---------- TEXT SECTION ----------
Another important consideration in neural network maintenance is to make sure that the neural network is operating on data within the same statistical range of the data on which it was trained. If a neural network is shown data outside its training set, its answer is nothing more than a bad guess.
We will continue to develop neural network models to be used as soft analyzers where analyzers do not exist or are unreliable. The cost of developing and maintaining a neural-network-based system should be a small fraction of the cost of purchasing and maintaining a process analyzer.
Frondorf:
The promise of the neural network technology lies in its ability to model nonlinear behavior without requiring an in-depth understanding of the chemistry and thermodynamics of the process, or the physical configuration of the equipment. However, in trying to use this technology as a replacement for on-line analyzers, we have run into several obstacles.
The model requires a large set of data, which at typical sampling frequencies can mean 6 months or more of collecting data. Neural networks also are very susceptible to process changes. Catalysts change, trays or packings change, product specifications change, and you must start over with your data collection and retune the model. Depending on how the model is configured, it may not be able to compensate for unmeasured process changes such as a feed composition or equipment damage.
----------
TASKS FOR THIS EXERCISE:
#1 Write out the neural network passage from "We will continue" to "into several obstacles." word for word.
#2 List every item that the neural network passage says can change and force you to restart data collection and retune the model.
#3 Translate this sentence from the neural network passage into Spanish: "The model requires a large set of data, which at typical sampling frequencies can mean 6 months or more of collecting data."
---------- RECORDED INFORMATION ----------
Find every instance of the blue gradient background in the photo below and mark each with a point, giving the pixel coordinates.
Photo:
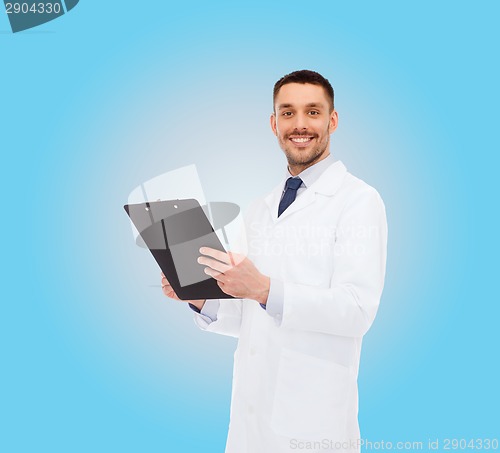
(93, 357)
----------
OUTPUTS BY TASK:
#1
We will continue to develop neural network models to be used as soft analyzers where analyzers do not exist or are unreliable. The cost of developing and maintaining a neural-network-based system should be a small fraction of the cost of purchasing and maintaining a process analyzer.
Frondorf:
The promise of the neural network technology lies in its ability to model nonlinear behavior without requiring an in-depth understanding of the chemistry and thermodynamics of the process, or the physical configuration of the equipment. However, in trying to use this technology as a replacement for on-line analyzers, we have run into several obstacles.

#2
Catalysts
Trays or packings
Product specifications

#3 El modelo requiere un gran conjunto de datos, lo que, con las frecuencias de muestreo habituales, puede significar 6 meses o más de recopilación de datos.